_TÂCHE COURTE_
Reproduisez les items depuis le début jusqu'à la ligne contenant "M170 85L173 84L174" incluse, en substituant "nonzero" à "evenodd" et sans rien modifier d'autre.
━━━━━━━━━━━━━━━━━━━━━━━━━━━━━━
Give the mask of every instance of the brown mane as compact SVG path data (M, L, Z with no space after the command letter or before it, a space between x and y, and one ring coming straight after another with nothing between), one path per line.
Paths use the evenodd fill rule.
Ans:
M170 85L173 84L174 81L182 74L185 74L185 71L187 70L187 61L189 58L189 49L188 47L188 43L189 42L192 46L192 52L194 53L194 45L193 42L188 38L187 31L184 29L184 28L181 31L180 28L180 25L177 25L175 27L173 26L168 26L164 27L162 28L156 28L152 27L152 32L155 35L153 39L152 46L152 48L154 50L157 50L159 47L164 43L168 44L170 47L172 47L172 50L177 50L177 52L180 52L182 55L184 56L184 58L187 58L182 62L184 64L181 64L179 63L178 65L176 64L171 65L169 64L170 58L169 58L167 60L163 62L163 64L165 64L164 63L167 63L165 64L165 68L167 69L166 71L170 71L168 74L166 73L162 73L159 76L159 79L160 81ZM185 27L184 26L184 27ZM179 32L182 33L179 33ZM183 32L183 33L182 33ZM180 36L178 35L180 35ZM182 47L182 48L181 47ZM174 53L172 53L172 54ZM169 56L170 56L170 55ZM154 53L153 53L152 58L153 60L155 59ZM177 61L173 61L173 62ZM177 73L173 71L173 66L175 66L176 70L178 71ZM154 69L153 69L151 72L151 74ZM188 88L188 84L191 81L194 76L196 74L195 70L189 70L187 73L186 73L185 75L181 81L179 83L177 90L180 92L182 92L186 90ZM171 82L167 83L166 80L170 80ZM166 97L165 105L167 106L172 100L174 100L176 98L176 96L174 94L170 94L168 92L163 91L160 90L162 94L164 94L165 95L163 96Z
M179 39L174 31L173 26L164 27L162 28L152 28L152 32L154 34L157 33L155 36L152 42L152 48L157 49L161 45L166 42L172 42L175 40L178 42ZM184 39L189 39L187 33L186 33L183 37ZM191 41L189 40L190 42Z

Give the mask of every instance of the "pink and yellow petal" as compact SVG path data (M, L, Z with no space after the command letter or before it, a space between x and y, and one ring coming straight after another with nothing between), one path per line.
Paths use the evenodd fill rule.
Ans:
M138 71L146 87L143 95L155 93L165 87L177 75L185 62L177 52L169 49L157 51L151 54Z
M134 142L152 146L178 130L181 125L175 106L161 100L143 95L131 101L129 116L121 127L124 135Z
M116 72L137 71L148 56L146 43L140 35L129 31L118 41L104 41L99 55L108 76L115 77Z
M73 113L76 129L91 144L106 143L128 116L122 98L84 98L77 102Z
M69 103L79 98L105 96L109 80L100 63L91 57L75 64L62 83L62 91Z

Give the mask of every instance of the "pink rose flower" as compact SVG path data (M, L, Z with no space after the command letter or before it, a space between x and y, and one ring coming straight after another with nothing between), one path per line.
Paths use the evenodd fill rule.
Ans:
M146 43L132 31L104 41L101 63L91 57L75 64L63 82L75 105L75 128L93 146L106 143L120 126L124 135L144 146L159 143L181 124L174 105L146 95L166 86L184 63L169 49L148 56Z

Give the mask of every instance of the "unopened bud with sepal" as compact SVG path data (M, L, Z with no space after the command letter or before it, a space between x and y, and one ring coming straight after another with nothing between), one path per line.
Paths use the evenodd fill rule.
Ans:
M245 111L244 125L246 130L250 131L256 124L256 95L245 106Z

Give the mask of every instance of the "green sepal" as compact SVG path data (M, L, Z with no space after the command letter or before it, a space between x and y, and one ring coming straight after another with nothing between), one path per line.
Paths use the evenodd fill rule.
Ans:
━━━━━━━━━━━━━━━━━━━━━━━━━━━━━━
_RÉPONSE COMPLÈTE_
Give the mask of every instance of the brown mane as compact SVG path data (M, L, Z with no space after the command letter or before it, a space between x and y, and one ring coming straight after another with nothing between), one path per line.
Paths use the nonzero fill rule.
Ans:
M170 85L173 84L174 81L182 74L185 74L185 71L187 70L187 61L189 58L189 49L188 47L188 43L189 42L192 46L192 52L194 53L194 45L193 42L188 38L187 31L184 29L184 28L181 31L180 28L180 25L177 25L175 27L173 26L168 26L164 27L162 28L156 28L152 27L152 32L155 35L153 39L152 46L152 48L154 50L157 50L159 47L164 43L168 44L170 47L172 47L172 50L177 50L177 52L180 52L182 55L184 56L184 58L187 58L182 62L184 64L181 64L179 63L178 65L176 64L171 65L169 64L170 58L169 58L167 60L163 62L163 64L165 64L164 63L167 63L165 64L165 68L167 69L166 71L170 71L168 74L166 73L162 73L159 76L159 79L160 81ZM185 27L184 26L184 27ZM179 32L182 33L179 33ZM183 32L183 33L182 33ZM180 36L178 35L180 35ZM182 47L182 48L181 47ZM174 53L172 53L172 54ZM169 56L170 56L170 55ZM154 53L153 53L152 58L153 60L155 59ZM177 61L173 61L173 62ZM177 73L173 71L173 66L175 66L176 70L178 71ZM154 69L153 69L151 72L151 74ZM188 88L188 84L191 81L194 76L196 74L195 70L189 70L187 73L186 73L185 75L181 81L179 83L177 90L180 92L182 92L186 90ZM171 82L167 83L166 80L170 80ZM166 97L165 105L167 106L172 100L174 100L176 98L176 96L174 94L170 94L168 92L163 91L160 90L162 94L164 94L165 95L163 96Z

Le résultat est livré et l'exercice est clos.